▶ _EXERCISE GOAL_: Summarize the amortized analysis notes below in three sentences.

# START OF SUPPLIED TEXT

The worst-case time complexity is $\mathcal{O}(n)$ with respect to the data size since at worst, we are in a reallocation step where we must re-insert all old data.

Amortized Analysis

Theorem
The amortized time cost is at most $3$.
Proof
Consider $n$ (for large $n$) executions beginning at any state. Without including the cost of inserting old data, every append costs exactly $1$. In total, this has cost $n$.
Inserting old data costs the size of the old array. In total, this costs at most $n + \frac{n}{2} + … \leq 2n$.
Thus, the total cost is at most $n+2n=3n$ and the average cost per execution is $3$.

Potentials

Potentials offer a more rigorous approach to amortized analysis. What we’ve been doing is still entirely correct, but might be problematically difficult with more complex algorithms.

Intuition: Banker’s Method

The intuitive way to think about potentials is with a bank. Every time $\mathcal{A}$ is executed, we earn some amount of coins $k(S)$ (function on data-structure state). If the current $\mathcal{A}$ operation is cheap, we can split our earnings between this operation and saving it in the bank. If the current $\mathcal{A}$ operation is expensive, we can use our funds from the bank to support it.

$k(S)$ is an amoritized time bound on $\mathcal{A}$ if we will always have enough coins to pay for an operation at any given time.

Definition

The potential function $\Phi$ is a function mapping data-structure states to $\reals$. It represents the “potential” of that state (the coin cost).

Let $ac_i$ represent the amortized cost over $i$ algorithm executions. Let $c_i$ be the cost of the $i$th execution, and let $S_i$ being the resulting state.

$$ac_i = c_i + \Phi(S_i)-\Phi(S_{i-1})$$ Analogically, $\text{amortized cost}=\text{actual cost}+\text{change in potential}$.

$$\begin{align*}\sum_iac_i&=\sum_i(c_i+\Phi(S_i)-\Phi(S_{i-1}))\newline&=\sum_ic_i+\Phi(S_n)-\Phi(S_0)\end{align*}$$

Observe that if $\Phi(S_n)\geq\Phi(S_0)$ (which is frequently the case): $$\sum_ic_i\leq\sum_iac_i$$

Note that $\Phi(S)$ can be defined in any way, but unless $\Phi(S_0)-\Phi(S_n)$ is appropriately bounded (as in above), our determined $ac$ has no meaning.

Revisiting Binary Counter

Theorem
The amortized time cost is at most $2$.
Proof
Let $\Phi(S)=1\text{s in }S$.
Consider the $i$th execution $i-1\rightarrow i$. Let $k$ be the number of carries that occur.
In $10100\rightarrow 10101$, $\thickspace k=0$
In $10111\rightarrow 11000$, $\thickspace k=3$
$\Phi(S_i)-\Phi(S_{i-1})=-k+1$ since $k$ $1$s become $0$ and one $0$ becomes a $1$.
For the same reason, $c_i=k+1$.
In $10100\rightarrow 10101$
costs $1$
changes potential from $2\rightarrow 3$
In $10111\rightarrow 11000$, $\thickspace k=3$
costs $4$
changes potential from $4\rightarrow 2$
Thus, $ac_i=(k+1)+(-k+1)=2$.
Since $\Phi(S_n)\geq\Phi(S_0)\thickspace\forall n$,
$$\sum_ic_i\leq\sum_iac_i$$

# END OF SUPPLIED TEXT
# START OF SUPPLIED MATERIAL

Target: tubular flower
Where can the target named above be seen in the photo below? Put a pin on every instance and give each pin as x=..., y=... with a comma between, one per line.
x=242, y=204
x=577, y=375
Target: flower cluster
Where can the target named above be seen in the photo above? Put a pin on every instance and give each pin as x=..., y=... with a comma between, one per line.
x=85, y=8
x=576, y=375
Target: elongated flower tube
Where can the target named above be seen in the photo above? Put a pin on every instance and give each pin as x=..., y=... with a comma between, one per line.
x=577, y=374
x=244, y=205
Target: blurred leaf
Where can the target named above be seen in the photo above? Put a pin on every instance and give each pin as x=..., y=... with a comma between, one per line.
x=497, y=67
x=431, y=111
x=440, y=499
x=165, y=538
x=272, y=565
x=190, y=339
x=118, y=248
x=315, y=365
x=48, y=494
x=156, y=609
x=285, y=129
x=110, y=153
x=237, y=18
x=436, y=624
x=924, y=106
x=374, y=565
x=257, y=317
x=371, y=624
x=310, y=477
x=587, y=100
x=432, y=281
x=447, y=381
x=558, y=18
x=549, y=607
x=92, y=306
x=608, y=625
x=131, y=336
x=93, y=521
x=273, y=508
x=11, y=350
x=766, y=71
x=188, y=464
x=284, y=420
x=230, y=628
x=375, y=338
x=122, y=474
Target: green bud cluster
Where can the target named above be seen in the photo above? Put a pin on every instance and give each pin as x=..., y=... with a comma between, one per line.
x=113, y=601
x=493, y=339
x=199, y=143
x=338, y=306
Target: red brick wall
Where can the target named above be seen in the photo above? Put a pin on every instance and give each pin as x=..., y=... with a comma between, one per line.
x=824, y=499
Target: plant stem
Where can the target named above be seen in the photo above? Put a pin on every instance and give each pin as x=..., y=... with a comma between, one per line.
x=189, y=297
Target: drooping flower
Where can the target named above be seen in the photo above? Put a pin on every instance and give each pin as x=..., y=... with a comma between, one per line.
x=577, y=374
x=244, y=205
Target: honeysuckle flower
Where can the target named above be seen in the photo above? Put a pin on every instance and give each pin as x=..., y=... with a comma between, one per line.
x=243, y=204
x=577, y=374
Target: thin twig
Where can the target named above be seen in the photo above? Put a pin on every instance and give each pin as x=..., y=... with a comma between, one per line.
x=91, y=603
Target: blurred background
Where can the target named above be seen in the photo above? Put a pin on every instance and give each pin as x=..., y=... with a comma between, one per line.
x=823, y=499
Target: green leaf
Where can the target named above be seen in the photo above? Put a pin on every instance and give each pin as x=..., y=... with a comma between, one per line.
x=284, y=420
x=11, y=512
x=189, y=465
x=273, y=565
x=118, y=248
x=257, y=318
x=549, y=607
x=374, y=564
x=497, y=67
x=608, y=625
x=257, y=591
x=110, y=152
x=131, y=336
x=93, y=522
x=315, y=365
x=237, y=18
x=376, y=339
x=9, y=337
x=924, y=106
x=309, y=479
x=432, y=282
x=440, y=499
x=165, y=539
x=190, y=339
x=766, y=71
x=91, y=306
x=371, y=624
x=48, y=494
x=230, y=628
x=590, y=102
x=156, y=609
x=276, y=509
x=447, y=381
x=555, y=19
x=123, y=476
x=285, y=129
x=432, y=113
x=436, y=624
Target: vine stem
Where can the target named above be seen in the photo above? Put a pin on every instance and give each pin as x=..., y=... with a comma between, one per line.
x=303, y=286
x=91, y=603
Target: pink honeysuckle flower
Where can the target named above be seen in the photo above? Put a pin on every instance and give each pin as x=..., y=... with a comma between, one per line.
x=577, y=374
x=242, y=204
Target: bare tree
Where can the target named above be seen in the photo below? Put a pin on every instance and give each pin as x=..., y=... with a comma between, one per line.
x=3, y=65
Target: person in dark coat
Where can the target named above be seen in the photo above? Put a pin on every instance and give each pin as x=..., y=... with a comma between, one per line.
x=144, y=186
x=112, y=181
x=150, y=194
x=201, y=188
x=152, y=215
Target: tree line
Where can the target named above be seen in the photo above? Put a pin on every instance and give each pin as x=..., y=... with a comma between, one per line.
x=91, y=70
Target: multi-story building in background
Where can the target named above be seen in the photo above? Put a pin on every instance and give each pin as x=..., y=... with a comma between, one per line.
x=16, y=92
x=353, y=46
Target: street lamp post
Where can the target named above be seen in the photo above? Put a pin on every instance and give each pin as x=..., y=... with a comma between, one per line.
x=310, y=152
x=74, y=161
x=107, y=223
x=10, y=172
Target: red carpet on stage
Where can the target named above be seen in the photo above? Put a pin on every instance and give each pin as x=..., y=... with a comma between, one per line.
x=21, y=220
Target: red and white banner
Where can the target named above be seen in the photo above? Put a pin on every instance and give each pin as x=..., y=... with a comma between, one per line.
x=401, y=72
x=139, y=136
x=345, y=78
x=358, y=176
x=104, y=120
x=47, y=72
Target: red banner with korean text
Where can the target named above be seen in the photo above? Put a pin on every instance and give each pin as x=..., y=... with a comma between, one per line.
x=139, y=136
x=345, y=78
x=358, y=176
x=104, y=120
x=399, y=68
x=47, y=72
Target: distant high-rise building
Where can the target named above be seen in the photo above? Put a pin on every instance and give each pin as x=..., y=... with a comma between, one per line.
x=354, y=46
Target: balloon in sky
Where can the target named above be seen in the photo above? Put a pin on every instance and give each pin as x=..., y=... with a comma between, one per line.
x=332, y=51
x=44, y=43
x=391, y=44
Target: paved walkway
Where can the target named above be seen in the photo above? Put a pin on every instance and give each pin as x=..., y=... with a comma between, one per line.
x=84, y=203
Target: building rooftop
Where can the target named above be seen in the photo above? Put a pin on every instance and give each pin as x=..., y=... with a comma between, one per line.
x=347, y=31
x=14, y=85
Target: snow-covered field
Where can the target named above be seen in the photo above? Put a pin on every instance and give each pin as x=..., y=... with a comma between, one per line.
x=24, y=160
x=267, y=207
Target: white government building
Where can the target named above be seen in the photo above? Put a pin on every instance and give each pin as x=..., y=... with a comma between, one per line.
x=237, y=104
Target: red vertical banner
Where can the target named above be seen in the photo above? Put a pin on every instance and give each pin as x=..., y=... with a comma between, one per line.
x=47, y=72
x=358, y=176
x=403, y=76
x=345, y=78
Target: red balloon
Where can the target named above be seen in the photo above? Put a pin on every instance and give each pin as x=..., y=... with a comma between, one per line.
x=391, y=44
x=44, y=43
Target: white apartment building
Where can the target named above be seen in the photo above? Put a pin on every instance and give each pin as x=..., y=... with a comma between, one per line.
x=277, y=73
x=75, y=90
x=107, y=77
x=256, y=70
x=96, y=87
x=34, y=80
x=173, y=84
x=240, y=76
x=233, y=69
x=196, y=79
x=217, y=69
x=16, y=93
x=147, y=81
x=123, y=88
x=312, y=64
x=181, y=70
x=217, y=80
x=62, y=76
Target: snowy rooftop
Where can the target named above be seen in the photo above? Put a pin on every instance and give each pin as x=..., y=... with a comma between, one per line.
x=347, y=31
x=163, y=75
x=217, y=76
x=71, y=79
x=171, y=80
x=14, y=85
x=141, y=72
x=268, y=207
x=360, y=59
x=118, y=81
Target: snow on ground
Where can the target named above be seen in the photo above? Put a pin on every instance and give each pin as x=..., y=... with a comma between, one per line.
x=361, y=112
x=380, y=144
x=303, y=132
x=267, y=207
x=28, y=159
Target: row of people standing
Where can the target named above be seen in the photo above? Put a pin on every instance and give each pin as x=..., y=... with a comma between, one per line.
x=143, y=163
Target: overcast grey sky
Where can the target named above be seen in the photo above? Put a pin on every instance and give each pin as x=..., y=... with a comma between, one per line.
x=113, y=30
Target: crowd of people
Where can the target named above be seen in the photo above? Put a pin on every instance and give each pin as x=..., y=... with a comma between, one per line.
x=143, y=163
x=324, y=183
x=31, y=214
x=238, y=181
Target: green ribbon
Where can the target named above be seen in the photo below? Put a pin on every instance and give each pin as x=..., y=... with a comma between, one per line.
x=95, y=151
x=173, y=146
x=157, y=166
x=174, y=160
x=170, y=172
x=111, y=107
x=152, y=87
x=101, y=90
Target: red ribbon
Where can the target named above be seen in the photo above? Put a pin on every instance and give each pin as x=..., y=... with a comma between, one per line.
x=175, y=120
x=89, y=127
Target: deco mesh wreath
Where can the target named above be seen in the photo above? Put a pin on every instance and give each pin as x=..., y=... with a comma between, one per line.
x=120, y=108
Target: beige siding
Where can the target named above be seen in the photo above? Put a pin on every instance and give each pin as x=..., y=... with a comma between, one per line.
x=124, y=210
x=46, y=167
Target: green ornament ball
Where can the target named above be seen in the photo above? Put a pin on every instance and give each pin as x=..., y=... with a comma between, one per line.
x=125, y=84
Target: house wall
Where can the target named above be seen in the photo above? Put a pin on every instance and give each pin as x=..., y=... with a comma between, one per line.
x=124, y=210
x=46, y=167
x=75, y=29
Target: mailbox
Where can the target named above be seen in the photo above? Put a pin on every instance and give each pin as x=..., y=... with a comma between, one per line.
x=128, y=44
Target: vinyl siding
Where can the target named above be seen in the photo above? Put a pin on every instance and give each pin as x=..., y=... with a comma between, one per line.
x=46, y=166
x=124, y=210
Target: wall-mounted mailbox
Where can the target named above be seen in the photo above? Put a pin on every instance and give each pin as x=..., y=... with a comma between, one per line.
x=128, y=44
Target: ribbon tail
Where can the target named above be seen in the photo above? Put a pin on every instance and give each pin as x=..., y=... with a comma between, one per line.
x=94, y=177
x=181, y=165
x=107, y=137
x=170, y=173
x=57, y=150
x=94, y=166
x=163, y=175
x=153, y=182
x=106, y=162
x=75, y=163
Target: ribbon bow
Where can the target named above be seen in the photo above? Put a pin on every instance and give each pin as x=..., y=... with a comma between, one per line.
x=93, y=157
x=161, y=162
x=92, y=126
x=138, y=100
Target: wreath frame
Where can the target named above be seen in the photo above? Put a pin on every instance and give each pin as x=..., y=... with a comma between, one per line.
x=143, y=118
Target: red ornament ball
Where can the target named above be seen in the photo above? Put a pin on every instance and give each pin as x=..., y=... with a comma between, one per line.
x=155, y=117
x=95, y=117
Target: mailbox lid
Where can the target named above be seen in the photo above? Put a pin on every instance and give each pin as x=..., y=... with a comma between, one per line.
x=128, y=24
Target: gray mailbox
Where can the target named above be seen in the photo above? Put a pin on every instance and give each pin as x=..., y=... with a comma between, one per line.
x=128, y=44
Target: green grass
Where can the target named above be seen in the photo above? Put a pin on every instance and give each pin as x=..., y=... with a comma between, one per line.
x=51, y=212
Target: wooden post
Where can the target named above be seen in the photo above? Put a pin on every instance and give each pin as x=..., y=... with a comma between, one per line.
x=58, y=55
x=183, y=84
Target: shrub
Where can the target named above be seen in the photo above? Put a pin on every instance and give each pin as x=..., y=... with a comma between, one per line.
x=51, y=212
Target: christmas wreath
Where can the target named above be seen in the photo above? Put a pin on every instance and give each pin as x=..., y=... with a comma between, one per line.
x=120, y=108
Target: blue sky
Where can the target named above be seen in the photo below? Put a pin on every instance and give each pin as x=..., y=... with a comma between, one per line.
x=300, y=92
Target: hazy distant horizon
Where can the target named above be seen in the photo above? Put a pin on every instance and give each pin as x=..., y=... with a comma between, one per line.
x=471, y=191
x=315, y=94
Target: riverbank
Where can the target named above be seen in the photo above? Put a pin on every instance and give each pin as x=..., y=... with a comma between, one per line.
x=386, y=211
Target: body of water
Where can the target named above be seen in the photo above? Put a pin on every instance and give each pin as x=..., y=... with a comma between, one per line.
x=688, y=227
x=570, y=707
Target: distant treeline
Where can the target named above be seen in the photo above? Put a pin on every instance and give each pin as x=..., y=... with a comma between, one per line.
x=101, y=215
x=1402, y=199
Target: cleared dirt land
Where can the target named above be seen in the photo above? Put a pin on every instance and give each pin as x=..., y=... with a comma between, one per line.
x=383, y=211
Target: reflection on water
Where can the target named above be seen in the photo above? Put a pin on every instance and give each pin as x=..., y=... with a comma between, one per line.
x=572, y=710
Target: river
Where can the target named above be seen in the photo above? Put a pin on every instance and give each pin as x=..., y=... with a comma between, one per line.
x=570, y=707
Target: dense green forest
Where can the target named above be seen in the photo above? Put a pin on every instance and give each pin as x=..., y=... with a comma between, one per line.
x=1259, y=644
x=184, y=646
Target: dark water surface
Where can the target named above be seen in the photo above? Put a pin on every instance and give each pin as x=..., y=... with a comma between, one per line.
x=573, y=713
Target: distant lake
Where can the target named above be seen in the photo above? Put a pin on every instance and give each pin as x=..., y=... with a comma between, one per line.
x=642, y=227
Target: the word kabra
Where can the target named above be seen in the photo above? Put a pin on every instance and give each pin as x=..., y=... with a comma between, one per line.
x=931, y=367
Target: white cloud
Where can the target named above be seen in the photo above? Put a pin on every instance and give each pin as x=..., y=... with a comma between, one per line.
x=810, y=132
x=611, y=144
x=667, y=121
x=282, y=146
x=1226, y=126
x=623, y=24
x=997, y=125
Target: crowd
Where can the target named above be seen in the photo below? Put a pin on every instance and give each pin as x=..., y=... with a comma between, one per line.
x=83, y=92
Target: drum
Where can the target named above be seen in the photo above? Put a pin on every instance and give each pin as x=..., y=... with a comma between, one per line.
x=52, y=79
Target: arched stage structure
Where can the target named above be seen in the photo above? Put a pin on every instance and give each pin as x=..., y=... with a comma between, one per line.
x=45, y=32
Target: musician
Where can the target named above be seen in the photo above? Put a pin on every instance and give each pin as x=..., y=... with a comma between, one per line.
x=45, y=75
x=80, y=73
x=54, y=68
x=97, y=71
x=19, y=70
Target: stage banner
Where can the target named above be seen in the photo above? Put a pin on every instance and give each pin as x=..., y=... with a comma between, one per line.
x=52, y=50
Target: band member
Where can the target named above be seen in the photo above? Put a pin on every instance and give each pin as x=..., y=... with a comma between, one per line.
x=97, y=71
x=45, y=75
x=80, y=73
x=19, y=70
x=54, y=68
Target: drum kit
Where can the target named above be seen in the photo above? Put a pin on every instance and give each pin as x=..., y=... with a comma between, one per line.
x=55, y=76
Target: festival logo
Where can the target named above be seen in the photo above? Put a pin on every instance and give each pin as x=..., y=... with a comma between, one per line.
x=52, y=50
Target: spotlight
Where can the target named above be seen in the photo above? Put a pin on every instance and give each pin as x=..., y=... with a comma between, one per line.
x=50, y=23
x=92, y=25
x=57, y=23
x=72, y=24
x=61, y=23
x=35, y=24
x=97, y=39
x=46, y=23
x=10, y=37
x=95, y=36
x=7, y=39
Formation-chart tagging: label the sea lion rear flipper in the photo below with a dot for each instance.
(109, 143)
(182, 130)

# END OF SUPPLIED MATERIAL

▶ _ANSWER TO THIS EXERCISE_: Although the worst-case time is O(n), because a reallocation step must re-insert all old data, the amortized cost is at most 3: over n executions the appends cost n and re-inserting old data costs at most 2n. Potentials, pictured through the banker's method of saving coins during cheap operations to pay for expensive ones, give a more rigorous approach in which amortized cost equals actual cost plus the change in a potential function Φ, so total actual cost is at most total amortized cost whenever Φ(S_n) ≥ Φ(S_0). For the binary counter, taking Φ as the number of 1s means an increment with k carries costs k+1 and changes the potential by −k+1, giving an amortized cost of 2.